* [Given problem] Please change every "photograph" in the rows below to "image", leaving everything else the same.

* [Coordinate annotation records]
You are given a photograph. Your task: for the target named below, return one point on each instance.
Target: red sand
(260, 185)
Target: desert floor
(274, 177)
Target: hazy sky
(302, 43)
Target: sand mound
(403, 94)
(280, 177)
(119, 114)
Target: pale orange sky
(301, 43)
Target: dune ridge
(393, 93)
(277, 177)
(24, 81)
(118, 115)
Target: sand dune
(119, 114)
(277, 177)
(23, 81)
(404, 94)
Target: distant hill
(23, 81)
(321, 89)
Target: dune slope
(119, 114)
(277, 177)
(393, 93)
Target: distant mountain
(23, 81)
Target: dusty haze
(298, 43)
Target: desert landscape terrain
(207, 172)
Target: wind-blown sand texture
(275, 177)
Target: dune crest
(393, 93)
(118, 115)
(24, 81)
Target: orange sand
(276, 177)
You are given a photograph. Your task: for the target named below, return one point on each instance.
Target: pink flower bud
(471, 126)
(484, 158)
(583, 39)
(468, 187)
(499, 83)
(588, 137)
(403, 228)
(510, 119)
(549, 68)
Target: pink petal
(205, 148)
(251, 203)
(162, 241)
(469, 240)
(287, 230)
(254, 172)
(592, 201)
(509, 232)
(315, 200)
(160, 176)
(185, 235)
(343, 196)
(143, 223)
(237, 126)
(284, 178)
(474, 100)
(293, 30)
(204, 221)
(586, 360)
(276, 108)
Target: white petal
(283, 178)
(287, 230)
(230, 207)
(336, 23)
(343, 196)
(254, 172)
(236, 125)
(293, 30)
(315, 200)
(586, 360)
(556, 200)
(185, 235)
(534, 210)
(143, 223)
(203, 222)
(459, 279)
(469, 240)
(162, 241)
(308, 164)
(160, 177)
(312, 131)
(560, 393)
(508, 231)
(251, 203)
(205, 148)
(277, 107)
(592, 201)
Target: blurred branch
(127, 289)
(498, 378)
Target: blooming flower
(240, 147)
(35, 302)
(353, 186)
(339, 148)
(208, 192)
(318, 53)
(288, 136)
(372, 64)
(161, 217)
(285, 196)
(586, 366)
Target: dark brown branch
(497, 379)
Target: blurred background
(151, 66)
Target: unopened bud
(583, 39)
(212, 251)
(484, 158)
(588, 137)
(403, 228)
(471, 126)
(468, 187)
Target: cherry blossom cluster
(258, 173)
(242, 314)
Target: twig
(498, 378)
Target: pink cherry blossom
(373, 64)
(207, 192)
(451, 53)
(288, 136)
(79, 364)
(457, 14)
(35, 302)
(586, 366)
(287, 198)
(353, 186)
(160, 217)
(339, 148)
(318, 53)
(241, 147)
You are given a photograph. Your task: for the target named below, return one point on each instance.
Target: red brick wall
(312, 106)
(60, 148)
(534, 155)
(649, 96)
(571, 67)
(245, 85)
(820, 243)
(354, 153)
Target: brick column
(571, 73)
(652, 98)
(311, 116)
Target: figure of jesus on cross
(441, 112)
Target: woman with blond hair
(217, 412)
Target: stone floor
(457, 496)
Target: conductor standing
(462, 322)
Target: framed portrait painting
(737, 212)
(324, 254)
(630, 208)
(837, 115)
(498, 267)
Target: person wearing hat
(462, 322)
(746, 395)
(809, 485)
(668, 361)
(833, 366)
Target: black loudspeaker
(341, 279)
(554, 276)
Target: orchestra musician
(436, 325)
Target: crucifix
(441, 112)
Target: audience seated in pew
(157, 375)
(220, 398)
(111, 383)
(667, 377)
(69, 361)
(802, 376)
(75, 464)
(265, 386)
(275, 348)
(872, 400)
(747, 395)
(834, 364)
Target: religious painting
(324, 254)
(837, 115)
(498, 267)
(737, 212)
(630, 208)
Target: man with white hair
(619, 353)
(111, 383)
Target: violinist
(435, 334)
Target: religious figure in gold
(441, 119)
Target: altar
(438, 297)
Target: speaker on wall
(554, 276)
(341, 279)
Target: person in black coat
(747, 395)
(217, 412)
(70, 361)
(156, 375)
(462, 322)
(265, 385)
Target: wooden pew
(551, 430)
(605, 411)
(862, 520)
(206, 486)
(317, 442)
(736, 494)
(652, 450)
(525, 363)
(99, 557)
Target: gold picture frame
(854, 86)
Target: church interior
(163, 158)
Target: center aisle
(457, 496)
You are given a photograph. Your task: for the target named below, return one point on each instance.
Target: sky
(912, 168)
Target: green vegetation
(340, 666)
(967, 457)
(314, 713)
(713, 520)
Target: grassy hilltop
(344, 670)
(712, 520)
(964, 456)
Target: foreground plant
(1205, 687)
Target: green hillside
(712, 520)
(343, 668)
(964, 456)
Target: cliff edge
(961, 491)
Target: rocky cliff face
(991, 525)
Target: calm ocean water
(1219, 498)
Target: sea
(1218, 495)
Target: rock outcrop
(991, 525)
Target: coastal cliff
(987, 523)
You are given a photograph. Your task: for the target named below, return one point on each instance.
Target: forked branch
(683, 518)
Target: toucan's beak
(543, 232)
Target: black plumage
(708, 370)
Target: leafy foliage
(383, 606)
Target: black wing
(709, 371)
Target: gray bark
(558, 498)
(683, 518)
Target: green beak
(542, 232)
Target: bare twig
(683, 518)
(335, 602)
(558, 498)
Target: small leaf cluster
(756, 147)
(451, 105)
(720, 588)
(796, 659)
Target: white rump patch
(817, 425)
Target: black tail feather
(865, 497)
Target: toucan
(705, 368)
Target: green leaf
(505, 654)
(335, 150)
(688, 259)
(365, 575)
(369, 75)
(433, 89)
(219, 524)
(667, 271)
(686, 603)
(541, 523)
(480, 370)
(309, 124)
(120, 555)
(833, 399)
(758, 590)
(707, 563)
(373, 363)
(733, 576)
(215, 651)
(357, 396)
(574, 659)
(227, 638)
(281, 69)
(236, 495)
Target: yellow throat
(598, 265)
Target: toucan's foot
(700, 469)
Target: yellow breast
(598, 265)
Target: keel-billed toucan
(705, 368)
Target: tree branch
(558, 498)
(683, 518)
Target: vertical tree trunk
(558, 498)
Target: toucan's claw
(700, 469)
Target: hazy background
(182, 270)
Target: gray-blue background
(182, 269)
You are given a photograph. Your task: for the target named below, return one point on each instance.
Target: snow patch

* [Written answer]
You are given a image. Your task: for the target named below, return one point on each instance.
Target: red sand
(260, 185)
Target: desert floor
(274, 177)
Target: hazy sky
(302, 43)
Target: sand mound
(403, 94)
(280, 177)
(119, 114)
Target: pale orange sky
(301, 43)
Target: dune ridge
(393, 93)
(277, 177)
(24, 81)
(118, 115)
Target: sand dune
(119, 114)
(277, 177)
(23, 81)
(404, 94)
Target: distant hill
(23, 81)
(321, 89)
Target: dune slope
(119, 114)
(277, 177)
(393, 93)
Target: distant mountain
(23, 81)
Target: dusty haze
(298, 43)
Target: desert landscape terrain
(207, 172)
Target: wind-blown sand texture
(275, 177)
Target: dune crest
(393, 93)
(118, 115)
(24, 81)
Target: orange sand
(276, 177)
You are given a image. Your task: for the target named below, return one point on each instance.
Target: pink flower bud
(471, 126)
(484, 158)
(583, 39)
(468, 187)
(499, 83)
(588, 137)
(403, 228)
(510, 119)
(549, 68)
Target: pink petal
(205, 148)
(251, 203)
(162, 241)
(469, 240)
(287, 230)
(254, 172)
(592, 201)
(509, 232)
(315, 200)
(160, 176)
(185, 235)
(343, 196)
(143, 223)
(237, 126)
(284, 178)
(474, 100)
(293, 30)
(204, 221)
(586, 360)
(276, 108)
Target: white petal
(283, 178)
(287, 230)
(230, 207)
(336, 23)
(343, 196)
(254, 172)
(236, 125)
(293, 30)
(315, 200)
(586, 360)
(556, 200)
(185, 235)
(534, 210)
(143, 223)
(203, 222)
(459, 279)
(469, 240)
(162, 241)
(308, 164)
(160, 177)
(312, 131)
(560, 393)
(508, 231)
(251, 203)
(205, 148)
(277, 107)
(592, 201)
Target: blurred branch
(127, 289)
(498, 378)
Target: blooming flower
(240, 147)
(35, 302)
(353, 186)
(339, 148)
(208, 192)
(318, 53)
(288, 136)
(372, 64)
(161, 217)
(285, 196)
(586, 366)
Target: dark brown branch
(497, 379)
Target: blurred background
(151, 66)
Target: unopened bud
(583, 39)
(212, 251)
(484, 158)
(588, 137)
(403, 228)
(471, 126)
(468, 187)
Target: cherry blossom cluster
(258, 173)
(242, 314)
Target: twig
(498, 378)
Target: pink cherry blossom
(373, 64)
(207, 192)
(451, 53)
(288, 136)
(79, 364)
(457, 14)
(35, 302)
(586, 366)
(287, 198)
(353, 186)
(160, 217)
(339, 148)
(318, 53)
(241, 147)
You are given a image. Your task: for the target named below, return one point on each instance.
Target: red brick wall
(312, 106)
(60, 148)
(534, 155)
(649, 96)
(571, 67)
(245, 85)
(820, 243)
(354, 153)
Target: brick column
(571, 73)
(652, 98)
(311, 116)
Target: figure of jesus on cross
(441, 112)
Target: woman with blond hair
(217, 412)
Target: stone floor
(457, 496)
Target: conductor standing
(462, 322)
Target: framed portrait painting
(737, 212)
(324, 254)
(630, 208)
(837, 115)
(498, 267)
Target: person wearing hat
(462, 322)
(746, 395)
(809, 485)
(668, 361)
(833, 366)
Target: black loudspeaker
(341, 279)
(554, 276)
Target: orchestra musician
(436, 325)
Target: crucifix
(441, 112)
Target: audience seated in pew
(157, 375)
(220, 398)
(111, 383)
(667, 377)
(69, 361)
(802, 376)
(75, 464)
(265, 386)
(275, 348)
(872, 400)
(747, 395)
(834, 364)
Target: religious painting
(324, 254)
(837, 115)
(498, 267)
(737, 212)
(630, 208)
Target: man with white hair
(619, 353)
(111, 383)
Target: violinist
(435, 334)
Target: religious figure in gold
(441, 119)
Target: altar
(438, 297)
Target: speaker on wall
(554, 276)
(341, 279)
Target: person in black coat
(747, 395)
(217, 412)
(70, 361)
(156, 375)
(462, 322)
(265, 385)
Target: wooden pew
(551, 430)
(605, 411)
(862, 520)
(206, 486)
(317, 442)
(736, 494)
(652, 450)
(525, 363)
(99, 557)
Target: gold picture frame
(854, 86)
Target: church interior
(163, 158)
Target: center aisle
(457, 496)
You are given a image. Your task: for the target named below, return one point on each instance.
Target: sky
(912, 168)
Target: green vegetation
(340, 666)
(967, 457)
(314, 713)
(713, 520)
Target: grassy hilltop
(344, 670)
(712, 520)
(964, 456)
Target: foreground plant
(1205, 687)
Target: green hillside
(712, 520)
(343, 668)
(964, 456)
Target: cliff edge
(961, 491)
Target: rocky cliff face
(991, 525)
Target: calm ocean water
(1219, 498)
Target: sea
(1218, 495)
Target: rock outcrop
(991, 525)
Target: coastal cliff
(987, 523)
You are given a image. Your task: for the target named below, return one point on each instance.
Target: forked branch
(683, 518)
Target: toucan's beak
(543, 232)
Target: black plumage
(708, 370)
Target: leafy foliage
(383, 606)
Target: black wing
(709, 371)
Target: gray bark
(558, 498)
(683, 518)
Target: green beak
(542, 232)
Target: bare twig
(683, 518)
(335, 602)
(558, 498)
Target: small leaf cluster
(756, 147)
(451, 105)
(720, 588)
(796, 659)
Target: white rump patch
(817, 425)
Target: black tail feather
(865, 497)
Target: toucan
(705, 368)
Target: green leaf
(505, 654)
(335, 150)
(688, 259)
(365, 575)
(369, 75)
(433, 89)
(219, 524)
(667, 271)
(686, 603)
(541, 523)
(480, 370)
(309, 124)
(120, 555)
(833, 399)
(758, 590)
(707, 563)
(373, 363)
(733, 576)
(215, 651)
(357, 396)
(574, 659)
(227, 638)
(281, 69)
(236, 495)
Target: yellow throat
(598, 265)
Target: toucan's foot
(700, 469)
Target: yellow breast
(598, 265)
Target: keel-billed toucan
(705, 368)
Target: tree branch
(558, 498)
(683, 518)
Target: vertical tree trunk
(558, 498)
Target: toucan's claw
(700, 469)
Target: hazy background
(182, 270)
Target: gray-blue background
(182, 269)
You are given a image. Your task: for the target named below, return one point on each instance.
Target: snow patch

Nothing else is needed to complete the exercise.